# Set task
Copy the records, starting at the line that contains "Find wooden staircase." and stopping after the line that contains "360;283;400;316", and keep every line. Increase each bounding-box coordinate by 27, but leave the numbers after "Box format:" unchanged.
[Start of Available records]
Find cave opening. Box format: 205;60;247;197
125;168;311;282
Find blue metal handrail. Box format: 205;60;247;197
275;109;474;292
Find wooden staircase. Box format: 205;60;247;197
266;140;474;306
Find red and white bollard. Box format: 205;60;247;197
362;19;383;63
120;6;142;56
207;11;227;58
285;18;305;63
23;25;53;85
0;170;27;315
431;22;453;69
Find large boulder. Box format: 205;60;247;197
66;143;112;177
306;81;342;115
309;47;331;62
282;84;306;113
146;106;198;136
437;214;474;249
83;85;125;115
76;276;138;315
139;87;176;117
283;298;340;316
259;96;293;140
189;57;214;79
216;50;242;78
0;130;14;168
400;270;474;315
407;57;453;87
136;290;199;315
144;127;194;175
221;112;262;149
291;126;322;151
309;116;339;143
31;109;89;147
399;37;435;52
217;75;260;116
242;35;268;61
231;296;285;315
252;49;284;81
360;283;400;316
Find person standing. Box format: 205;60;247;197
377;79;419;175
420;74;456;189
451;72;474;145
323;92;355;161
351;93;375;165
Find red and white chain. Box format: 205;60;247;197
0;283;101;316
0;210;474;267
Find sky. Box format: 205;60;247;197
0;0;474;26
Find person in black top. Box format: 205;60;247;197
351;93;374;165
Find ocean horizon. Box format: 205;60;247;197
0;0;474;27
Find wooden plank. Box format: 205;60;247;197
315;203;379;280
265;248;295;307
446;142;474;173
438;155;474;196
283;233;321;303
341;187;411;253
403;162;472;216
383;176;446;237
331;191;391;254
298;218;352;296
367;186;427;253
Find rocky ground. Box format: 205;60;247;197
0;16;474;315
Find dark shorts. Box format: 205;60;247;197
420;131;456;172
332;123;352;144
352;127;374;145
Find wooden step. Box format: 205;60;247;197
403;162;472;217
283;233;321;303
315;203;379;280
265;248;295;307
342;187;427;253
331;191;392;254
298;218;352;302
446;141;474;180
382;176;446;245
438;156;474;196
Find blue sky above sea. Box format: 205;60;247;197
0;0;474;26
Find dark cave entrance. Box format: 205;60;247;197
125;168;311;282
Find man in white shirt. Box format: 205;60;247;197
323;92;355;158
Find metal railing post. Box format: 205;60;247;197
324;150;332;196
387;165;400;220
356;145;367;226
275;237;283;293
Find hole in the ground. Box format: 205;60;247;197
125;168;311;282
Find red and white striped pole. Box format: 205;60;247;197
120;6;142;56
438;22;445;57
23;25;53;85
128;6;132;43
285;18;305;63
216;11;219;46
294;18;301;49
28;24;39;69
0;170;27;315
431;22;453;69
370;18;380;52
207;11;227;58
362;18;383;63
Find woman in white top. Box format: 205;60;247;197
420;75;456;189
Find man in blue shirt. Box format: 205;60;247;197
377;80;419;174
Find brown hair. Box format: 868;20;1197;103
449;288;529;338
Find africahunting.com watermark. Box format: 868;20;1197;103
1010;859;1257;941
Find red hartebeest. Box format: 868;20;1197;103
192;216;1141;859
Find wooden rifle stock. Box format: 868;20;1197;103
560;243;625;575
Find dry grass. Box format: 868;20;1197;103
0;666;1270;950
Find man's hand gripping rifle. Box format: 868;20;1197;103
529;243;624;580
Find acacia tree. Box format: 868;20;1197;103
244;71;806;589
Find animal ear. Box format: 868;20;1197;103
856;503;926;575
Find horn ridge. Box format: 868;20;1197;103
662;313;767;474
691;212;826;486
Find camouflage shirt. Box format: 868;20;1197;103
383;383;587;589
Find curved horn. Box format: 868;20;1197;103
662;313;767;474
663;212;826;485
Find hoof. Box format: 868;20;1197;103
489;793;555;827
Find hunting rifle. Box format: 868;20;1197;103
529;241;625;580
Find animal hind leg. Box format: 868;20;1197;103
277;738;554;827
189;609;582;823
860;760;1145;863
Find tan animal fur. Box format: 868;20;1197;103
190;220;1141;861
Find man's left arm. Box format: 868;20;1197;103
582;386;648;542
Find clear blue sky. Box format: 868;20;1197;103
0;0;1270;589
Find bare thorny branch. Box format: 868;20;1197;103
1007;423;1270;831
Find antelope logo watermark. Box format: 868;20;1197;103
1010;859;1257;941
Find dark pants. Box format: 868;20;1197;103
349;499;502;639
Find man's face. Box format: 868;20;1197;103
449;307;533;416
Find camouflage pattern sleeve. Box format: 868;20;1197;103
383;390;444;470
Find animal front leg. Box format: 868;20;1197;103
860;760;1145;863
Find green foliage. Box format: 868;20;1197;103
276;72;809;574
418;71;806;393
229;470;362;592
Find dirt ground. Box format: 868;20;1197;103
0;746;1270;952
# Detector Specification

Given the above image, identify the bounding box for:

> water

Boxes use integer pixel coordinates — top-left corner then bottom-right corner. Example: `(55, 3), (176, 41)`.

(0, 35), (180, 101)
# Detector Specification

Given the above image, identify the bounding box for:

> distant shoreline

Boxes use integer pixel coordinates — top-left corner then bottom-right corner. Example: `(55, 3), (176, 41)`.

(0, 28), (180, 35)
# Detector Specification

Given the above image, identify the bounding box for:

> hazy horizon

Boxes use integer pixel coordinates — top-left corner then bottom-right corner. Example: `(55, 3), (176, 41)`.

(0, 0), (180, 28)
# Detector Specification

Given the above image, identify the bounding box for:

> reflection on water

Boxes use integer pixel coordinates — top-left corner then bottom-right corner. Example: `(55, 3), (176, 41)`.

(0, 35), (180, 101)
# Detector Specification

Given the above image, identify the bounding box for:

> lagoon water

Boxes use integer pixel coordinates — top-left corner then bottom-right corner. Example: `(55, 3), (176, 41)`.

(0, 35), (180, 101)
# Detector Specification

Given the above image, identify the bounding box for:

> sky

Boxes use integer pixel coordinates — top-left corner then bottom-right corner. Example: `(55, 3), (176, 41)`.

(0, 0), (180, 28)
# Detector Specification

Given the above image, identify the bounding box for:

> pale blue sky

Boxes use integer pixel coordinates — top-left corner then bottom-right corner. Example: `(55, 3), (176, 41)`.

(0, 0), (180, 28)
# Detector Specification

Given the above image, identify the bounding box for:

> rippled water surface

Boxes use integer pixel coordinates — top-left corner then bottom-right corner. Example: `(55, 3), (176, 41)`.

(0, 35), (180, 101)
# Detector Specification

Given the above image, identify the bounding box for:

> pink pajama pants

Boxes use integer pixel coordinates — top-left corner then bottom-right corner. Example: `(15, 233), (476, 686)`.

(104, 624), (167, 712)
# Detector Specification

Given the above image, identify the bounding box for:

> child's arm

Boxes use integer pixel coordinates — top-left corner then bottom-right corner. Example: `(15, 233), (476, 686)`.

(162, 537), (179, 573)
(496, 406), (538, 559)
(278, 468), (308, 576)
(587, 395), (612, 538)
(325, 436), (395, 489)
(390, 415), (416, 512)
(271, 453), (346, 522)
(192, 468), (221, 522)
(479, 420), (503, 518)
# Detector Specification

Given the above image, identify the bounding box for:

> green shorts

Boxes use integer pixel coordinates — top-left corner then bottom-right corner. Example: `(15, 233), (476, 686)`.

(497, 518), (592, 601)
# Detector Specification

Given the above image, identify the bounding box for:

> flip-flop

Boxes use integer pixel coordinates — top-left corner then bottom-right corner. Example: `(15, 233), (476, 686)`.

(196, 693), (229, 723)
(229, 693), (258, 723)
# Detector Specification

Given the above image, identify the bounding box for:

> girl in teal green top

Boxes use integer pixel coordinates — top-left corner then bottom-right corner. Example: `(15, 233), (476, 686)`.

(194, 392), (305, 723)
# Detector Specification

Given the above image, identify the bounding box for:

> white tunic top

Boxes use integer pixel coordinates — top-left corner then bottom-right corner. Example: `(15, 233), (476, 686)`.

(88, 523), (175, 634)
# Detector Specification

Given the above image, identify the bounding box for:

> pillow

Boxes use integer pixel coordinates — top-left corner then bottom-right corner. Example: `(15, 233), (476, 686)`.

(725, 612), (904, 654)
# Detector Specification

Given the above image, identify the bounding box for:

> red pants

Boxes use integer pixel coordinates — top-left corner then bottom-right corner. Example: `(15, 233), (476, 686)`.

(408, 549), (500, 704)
[End of Available records]
# Task result
Find wooden staircase. Box format: 205;60;247;197
293;167;501;333
Find red and white bollard. Box format: 205;60;247;197
389;46;410;90
147;33;169;83
234;38;254;85
312;45;332;90
50;52;80;112
27;197;54;342
458;49;480;96
Find large boulder. Box format: 205;60;247;197
93;170;139;204
333;108;369;142
336;74;358;89
309;111;333;140
173;133;225;163
464;241;501;276
110;112;152;142
103;303;165;342
166;114;203;144
310;325;367;343
286;123;320;167
216;84;241;106
243;77;269;105
27;157;41;195
427;297;501;342
434;84;480;114
163;317;226;342
171;154;221;202
248;139;289;176
318;153;349;178
336;143;366;170
58;136;116;174
426;64;462;79
244;102;287;143
269;62;295;88
258;323;312;342
279;76;311;108
387;310;427;343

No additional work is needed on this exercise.